[Written problem] Arrange the items below as a two-column CSV with the headers instruction and output. Write one row per item, putting its text and its answer each in one quoted field and replacing line breaks with spaces.

[Data listing]
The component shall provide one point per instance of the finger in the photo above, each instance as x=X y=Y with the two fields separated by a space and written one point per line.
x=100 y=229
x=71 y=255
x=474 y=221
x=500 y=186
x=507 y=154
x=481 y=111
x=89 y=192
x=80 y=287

[Written reply]
instruction,output
"The component shall provide one point per instance of the finger in the photo above, each instance as x=X y=Y with the two fields separated by a space and written one point per line.","x=100 y=229 x=71 y=255 x=474 y=221 x=500 y=186 x=507 y=154 x=481 y=111 x=89 y=192 x=80 y=287"